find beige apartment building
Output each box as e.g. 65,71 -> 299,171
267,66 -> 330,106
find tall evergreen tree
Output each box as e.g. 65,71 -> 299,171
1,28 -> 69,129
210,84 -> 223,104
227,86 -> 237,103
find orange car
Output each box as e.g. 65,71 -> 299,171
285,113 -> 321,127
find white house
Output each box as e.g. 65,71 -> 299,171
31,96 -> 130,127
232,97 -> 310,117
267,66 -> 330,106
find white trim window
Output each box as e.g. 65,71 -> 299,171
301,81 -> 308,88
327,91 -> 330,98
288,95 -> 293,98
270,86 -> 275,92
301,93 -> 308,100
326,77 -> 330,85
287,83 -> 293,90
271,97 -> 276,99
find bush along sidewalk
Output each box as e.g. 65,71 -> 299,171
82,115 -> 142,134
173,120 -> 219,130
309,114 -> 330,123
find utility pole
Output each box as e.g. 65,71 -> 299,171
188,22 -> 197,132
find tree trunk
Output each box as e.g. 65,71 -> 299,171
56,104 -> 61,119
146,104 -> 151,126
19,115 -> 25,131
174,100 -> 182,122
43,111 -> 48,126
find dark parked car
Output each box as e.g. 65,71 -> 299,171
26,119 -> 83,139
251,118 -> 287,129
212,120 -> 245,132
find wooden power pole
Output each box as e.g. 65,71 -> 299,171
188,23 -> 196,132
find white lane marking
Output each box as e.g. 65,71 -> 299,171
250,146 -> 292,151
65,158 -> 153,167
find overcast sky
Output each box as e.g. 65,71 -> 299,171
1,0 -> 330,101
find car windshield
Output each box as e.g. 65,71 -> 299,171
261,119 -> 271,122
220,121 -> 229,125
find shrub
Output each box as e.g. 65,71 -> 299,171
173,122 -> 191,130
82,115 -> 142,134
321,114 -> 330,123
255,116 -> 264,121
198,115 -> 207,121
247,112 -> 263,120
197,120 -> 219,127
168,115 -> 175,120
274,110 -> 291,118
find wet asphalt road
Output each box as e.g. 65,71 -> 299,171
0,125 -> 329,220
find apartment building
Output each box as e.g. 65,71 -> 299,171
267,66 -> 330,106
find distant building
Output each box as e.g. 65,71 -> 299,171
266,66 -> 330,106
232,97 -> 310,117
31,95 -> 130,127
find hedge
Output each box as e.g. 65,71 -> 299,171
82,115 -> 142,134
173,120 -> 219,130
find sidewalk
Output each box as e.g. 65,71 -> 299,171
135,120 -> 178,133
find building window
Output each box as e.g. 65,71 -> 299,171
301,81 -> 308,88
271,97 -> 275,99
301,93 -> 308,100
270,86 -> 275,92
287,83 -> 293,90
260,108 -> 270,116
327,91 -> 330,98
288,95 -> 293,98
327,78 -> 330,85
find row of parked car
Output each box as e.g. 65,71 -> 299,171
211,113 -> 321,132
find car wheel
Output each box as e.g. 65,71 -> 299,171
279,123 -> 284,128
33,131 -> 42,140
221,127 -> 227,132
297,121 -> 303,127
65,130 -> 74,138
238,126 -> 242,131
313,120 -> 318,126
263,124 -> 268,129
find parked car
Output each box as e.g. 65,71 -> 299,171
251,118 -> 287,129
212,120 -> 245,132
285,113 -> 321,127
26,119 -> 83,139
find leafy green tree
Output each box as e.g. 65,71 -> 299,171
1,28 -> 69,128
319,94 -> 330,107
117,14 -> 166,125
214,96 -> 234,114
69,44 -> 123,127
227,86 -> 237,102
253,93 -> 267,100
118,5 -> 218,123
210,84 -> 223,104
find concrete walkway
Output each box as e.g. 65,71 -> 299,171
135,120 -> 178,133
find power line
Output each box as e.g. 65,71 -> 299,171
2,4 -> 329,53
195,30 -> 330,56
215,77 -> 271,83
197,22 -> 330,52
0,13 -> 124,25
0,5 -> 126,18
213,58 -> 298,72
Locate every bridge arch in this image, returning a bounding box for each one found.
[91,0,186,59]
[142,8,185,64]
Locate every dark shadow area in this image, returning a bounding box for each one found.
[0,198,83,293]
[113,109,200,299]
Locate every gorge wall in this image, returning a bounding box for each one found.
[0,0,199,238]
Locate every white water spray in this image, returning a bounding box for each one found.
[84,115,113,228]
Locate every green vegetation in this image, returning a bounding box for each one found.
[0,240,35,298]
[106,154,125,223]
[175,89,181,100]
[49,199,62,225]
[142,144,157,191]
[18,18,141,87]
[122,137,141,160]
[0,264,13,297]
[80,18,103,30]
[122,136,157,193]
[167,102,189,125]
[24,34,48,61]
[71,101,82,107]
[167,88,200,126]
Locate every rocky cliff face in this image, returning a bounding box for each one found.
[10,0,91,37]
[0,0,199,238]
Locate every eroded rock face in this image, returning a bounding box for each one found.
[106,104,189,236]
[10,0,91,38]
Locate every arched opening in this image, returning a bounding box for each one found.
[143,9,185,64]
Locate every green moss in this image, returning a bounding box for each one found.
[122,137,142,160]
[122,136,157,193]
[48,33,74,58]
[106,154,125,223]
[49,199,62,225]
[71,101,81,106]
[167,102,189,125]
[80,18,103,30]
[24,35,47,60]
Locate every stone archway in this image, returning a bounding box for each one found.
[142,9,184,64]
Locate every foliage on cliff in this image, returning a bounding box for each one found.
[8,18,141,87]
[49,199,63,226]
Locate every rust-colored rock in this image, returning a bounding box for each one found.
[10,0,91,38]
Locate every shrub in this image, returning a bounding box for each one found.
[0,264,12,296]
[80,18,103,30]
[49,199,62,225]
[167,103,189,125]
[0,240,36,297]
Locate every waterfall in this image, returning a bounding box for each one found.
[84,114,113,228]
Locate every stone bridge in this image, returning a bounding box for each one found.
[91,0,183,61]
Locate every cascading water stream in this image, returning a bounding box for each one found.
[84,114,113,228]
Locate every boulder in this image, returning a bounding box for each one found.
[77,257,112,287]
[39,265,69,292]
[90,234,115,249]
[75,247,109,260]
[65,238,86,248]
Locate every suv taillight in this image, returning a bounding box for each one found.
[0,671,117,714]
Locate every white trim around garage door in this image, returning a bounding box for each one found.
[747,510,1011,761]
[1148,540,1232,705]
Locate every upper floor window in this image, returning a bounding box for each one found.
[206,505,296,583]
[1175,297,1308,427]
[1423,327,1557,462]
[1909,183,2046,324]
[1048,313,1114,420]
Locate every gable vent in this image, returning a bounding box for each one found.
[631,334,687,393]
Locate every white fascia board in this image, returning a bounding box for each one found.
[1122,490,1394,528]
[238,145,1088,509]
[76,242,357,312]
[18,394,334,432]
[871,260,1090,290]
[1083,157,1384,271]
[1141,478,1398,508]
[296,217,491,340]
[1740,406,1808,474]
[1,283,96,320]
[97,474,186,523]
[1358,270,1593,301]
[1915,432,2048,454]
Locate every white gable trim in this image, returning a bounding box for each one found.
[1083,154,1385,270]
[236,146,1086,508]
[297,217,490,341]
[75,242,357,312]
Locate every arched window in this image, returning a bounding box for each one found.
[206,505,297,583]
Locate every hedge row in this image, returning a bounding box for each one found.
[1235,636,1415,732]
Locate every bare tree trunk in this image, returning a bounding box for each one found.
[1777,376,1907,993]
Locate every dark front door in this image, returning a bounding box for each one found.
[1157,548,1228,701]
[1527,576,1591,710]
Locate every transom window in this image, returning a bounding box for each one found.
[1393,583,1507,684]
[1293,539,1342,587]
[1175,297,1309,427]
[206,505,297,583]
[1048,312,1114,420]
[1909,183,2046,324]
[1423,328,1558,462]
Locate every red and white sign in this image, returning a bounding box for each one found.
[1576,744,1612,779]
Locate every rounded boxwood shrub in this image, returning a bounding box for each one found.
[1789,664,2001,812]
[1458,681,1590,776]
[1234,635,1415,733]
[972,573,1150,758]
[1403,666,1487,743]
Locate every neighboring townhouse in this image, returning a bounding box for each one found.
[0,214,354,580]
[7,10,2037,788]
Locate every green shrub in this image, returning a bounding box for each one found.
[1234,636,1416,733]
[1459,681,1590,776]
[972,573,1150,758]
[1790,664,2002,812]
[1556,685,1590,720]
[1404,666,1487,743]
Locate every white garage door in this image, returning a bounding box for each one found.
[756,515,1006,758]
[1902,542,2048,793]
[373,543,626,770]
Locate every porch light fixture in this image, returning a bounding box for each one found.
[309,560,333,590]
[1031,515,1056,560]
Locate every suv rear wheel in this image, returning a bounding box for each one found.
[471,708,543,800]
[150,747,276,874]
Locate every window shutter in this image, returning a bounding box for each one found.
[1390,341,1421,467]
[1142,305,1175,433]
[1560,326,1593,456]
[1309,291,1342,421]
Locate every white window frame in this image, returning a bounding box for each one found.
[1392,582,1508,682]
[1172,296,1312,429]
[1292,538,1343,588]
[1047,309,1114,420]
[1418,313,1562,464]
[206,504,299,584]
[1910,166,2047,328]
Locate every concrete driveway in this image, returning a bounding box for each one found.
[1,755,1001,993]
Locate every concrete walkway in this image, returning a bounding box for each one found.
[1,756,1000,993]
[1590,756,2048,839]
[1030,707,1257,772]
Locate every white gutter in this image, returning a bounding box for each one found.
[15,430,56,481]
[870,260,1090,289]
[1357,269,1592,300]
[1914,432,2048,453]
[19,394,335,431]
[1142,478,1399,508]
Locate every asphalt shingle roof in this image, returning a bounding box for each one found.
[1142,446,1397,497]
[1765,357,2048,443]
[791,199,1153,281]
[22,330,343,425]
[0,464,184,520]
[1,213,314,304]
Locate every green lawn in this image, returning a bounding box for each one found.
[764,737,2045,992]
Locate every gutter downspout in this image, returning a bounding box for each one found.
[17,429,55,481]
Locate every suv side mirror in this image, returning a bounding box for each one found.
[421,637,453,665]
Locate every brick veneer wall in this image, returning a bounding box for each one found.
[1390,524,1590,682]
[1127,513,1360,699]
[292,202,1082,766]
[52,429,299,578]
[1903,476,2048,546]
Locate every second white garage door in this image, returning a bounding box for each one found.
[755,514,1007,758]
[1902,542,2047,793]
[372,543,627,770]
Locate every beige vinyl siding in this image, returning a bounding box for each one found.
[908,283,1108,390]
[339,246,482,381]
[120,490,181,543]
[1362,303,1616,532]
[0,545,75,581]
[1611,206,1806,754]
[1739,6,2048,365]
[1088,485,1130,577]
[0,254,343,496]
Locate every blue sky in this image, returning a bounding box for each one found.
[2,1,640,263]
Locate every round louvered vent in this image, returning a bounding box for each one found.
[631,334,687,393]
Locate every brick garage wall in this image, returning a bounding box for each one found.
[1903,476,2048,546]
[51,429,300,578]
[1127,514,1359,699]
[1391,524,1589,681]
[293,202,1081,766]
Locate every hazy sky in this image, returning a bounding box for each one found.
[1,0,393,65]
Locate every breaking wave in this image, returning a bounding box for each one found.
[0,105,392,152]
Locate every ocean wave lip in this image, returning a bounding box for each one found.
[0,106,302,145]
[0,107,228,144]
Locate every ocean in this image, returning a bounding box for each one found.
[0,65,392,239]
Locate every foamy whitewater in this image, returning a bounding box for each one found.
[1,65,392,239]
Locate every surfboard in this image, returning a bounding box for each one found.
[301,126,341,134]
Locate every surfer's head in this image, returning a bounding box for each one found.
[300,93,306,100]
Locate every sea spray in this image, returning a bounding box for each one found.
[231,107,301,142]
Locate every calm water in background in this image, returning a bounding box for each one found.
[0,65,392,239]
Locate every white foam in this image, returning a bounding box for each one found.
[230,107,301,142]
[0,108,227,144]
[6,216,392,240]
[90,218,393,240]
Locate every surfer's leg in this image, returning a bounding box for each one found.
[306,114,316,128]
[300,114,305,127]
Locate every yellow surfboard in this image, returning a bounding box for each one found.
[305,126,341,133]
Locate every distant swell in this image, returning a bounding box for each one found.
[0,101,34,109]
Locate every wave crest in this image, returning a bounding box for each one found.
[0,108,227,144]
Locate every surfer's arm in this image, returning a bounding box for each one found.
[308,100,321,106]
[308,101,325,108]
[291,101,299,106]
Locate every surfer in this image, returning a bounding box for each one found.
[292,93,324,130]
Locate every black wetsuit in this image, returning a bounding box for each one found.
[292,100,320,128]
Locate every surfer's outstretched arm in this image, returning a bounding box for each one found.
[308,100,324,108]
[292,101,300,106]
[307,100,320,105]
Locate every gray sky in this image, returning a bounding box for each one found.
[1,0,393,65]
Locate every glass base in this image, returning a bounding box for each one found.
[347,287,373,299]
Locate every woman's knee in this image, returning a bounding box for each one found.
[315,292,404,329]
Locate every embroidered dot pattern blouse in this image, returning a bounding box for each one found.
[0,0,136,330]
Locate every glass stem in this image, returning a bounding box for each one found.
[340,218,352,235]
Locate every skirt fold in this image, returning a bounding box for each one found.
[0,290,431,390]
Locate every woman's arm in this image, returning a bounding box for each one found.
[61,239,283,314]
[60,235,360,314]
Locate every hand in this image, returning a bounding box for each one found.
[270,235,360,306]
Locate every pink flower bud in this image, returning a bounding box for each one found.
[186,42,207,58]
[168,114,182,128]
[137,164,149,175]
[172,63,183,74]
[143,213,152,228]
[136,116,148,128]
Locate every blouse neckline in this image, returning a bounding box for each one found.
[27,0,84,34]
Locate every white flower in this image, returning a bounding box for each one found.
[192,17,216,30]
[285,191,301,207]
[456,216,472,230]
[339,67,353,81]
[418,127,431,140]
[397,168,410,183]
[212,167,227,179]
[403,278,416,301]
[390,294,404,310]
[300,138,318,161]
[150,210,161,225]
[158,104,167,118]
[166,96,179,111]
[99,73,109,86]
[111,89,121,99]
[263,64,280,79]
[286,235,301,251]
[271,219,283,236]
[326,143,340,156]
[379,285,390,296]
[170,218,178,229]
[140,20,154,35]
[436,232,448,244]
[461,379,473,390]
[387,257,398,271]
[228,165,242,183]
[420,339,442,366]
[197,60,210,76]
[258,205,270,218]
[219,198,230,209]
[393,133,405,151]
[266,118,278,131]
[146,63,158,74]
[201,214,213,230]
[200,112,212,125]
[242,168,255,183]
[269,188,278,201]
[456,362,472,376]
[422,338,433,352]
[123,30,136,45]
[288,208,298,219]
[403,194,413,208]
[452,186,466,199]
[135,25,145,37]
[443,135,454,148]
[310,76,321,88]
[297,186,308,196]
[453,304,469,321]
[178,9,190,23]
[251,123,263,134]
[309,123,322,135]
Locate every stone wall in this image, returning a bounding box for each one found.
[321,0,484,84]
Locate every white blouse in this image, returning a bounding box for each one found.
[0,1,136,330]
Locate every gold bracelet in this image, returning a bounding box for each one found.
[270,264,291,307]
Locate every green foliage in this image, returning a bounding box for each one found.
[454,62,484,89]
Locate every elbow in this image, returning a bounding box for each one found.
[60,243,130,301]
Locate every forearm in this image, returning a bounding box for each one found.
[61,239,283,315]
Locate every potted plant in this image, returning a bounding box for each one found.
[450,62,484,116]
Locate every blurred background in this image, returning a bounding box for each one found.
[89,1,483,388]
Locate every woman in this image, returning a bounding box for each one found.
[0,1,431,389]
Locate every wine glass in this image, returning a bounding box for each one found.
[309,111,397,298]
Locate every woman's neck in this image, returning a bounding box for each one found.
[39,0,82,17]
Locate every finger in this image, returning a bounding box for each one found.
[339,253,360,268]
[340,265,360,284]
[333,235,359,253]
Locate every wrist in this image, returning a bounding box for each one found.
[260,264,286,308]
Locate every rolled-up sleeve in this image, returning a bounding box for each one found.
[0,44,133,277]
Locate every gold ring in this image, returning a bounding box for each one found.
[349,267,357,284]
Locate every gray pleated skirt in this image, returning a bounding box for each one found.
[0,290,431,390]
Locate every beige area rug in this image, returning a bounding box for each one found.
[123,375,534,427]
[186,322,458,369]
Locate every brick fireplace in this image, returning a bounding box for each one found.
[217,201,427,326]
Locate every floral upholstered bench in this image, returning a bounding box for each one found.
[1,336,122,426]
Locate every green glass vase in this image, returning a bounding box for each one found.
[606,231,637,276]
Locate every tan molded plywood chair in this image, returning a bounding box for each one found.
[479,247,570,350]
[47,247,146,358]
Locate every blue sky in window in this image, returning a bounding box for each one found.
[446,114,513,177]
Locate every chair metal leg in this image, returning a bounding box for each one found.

+-------+

_Task statement_:
Show the lines from the data above that contain the string "building".

_Solution to the problem_:
find beige apartment building
find apartment building
find distant building
find building window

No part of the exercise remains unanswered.